EXERCÍCIO PROPOSTO A: Devolva sem qualquer alteração o trecho do excerto sobre Oppenheimer que vai de "O eclodir da" até "nunca antes visto.", este incluído.

◇ ◇ ◇ ◇

Filho de um abastado empresário têxtil de origem judaica, cresceu rodeado de obras de arte de Rembrandt, Picasso e Van Gogh. Sobredotado, saltou vários anos escolares e formou-se em Harvard e Cambridge, onde acabou por enveredar pela física, área na qual se tornou numa referência mundial.

Oppenheimer foi o líder da investigação do Projeto Manhattan.

Após a morte do pai, herdou uma pequena fortuna que usou para contribuir para os seus ideias, marcadamente de esquerda. Foi um reconhecido doador para a causa republicana durante a guerra civil espanhola e embora nunca tenha figurado nas listas do Partido Comunista Americano, fazia parte do círculo de intelectuais e ativistas que nele militavam. Acabaria mesmo por casar com Katherine Puening, uma reconhecida comunista.

O eclodir da II Guerra Mundial perturbou o trabalho académico e laboratorial da maioria dos investigadores da área, sobretudo a partir do momento em que os Estados Unidos se viram arrastados para o conflito depois do ataque japonês em Pearl Harbor. Nos bastidores, teorizava-se sobre a possibilidade de usar as descobertas da fissão nuclear para a criação de armas de guerra, nomeadamente uma bomba com um poder nunca antes visto.

◇ ◇ ◇ ◇

EXERCÍCIO PROPOSTO B: Pode reescrever as entradas desde o início até à linha que contém "[[396, 328], [398, 251], [404, 298], [392, 271], [388, 366]]", inclusive, trocando "stair" por "step" e mantendo tudo o resto igual? Deixe as imagens de fora da resposta.

◇ ◇ ◇ ◇

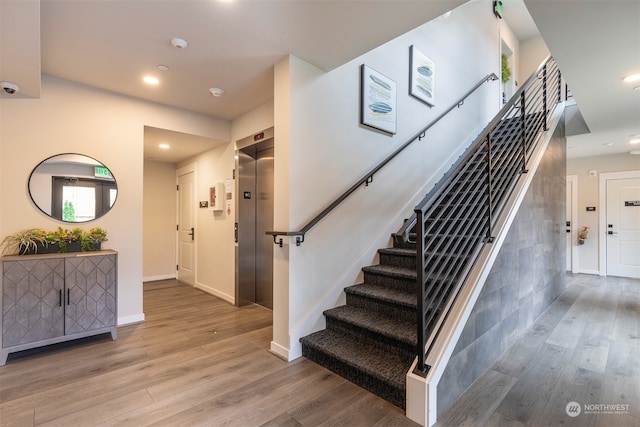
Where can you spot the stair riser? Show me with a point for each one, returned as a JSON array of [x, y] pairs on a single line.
[[398, 261], [391, 282], [387, 391], [381, 307], [368, 337]]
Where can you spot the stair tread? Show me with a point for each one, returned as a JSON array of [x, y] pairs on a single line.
[[396, 328], [398, 251], [404, 298], [392, 271], [388, 366]]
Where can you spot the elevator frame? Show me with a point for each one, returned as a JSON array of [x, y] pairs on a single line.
[[259, 142]]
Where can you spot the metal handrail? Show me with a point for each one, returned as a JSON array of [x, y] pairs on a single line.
[[456, 218], [368, 177]]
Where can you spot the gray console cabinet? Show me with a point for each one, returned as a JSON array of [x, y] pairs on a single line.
[[52, 298]]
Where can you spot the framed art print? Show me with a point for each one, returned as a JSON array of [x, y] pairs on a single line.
[[421, 76], [377, 100]]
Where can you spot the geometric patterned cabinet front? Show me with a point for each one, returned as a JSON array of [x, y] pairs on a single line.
[[91, 293], [52, 298]]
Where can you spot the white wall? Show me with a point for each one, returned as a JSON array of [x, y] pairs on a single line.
[[589, 195], [328, 150], [532, 53], [74, 118], [159, 221]]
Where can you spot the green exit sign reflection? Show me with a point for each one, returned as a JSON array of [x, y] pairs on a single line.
[[102, 172]]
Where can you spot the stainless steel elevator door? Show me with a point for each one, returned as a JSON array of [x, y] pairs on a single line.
[[255, 217], [264, 223]]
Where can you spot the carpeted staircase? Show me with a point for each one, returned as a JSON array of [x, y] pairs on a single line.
[[371, 340]]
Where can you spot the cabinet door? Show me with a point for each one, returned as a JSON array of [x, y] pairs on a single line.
[[90, 297], [32, 308]]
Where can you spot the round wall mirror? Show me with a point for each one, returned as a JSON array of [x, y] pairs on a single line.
[[72, 188]]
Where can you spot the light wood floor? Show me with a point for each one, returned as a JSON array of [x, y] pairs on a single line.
[[585, 349], [195, 361]]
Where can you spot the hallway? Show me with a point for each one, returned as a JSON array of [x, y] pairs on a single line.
[[583, 349], [199, 361]]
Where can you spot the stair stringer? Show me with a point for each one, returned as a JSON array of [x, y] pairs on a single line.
[[421, 392]]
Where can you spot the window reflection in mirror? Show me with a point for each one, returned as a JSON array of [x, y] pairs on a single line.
[[72, 188]]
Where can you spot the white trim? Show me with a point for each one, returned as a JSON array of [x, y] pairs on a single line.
[[129, 320], [280, 351], [155, 278], [228, 298], [574, 220], [602, 238], [588, 271]]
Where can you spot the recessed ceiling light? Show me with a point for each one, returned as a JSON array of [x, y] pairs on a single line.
[[632, 78], [151, 80], [179, 43]]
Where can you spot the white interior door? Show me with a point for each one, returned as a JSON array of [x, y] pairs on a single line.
[[186, 227], [623, 227], [571, 215]]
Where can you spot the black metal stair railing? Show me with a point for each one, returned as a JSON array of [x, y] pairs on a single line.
[[368, 177], [457, 217]]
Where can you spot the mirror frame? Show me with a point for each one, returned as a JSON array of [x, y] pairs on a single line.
[[91, 162]]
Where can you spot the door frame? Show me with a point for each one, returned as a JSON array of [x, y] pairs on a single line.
[[190, 168], [573, 179], [602, 249]]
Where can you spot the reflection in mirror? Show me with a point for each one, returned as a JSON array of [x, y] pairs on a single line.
[[72, 188]]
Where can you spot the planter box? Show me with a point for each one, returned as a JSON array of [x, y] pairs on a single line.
[[54, 248]]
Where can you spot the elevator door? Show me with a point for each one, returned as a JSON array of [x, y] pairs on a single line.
[[255, 217]]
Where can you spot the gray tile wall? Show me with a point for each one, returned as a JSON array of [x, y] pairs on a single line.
[[528, 275]]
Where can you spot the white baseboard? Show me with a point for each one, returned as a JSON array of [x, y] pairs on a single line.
[[228, 298], [587, 271], [161, 277], [128, 320], [280, 351]]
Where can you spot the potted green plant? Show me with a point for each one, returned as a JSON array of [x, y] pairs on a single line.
[[23, 242], [92, 240], [62, 240]]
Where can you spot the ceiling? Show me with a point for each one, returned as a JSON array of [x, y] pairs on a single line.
[[233, 45]]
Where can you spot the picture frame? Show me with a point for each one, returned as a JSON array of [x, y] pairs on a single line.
[[422, 74], [378, 99]]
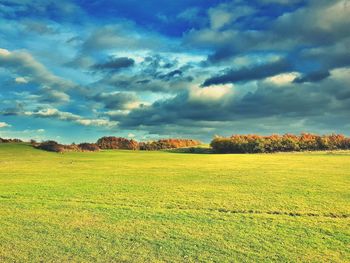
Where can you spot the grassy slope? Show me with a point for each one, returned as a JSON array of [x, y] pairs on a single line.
[[161, 206]]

◇ ◇ ◇ ◇

RESULTADO DA TAREFA A:
O eclodir da II Guerra Mundial perturbou o trabalho académico e laboratorial da maioria dos investigadores da área, sobretudo a partir do momento em que os Estados Unidos se viram arrastados para o conflito depois do ataque japonês em Pearl Harbor. Nos bastidores, teorizava-se sobre a possibilidade de usar as descobertas da fissão nuclear para a criação de armas de guerra, nomeadamente uma bomba com um poder nunca antes visto.

RESULTADO DA TAREFA B:
Where can you spot the step riser? Show me with a point for each one, returned as a JSON array of [x, y] pairs on a single line.
[[398, 261], [391, 282], [387, 391], [381, 307], [368, 337]]
Where can you spot the step tread? Show me with a point for each one, returned as a JSON array of [x, y] pairs on a single line.
[[396, 328], [398, 251], [404, 298], [392, 271], [388, 366]]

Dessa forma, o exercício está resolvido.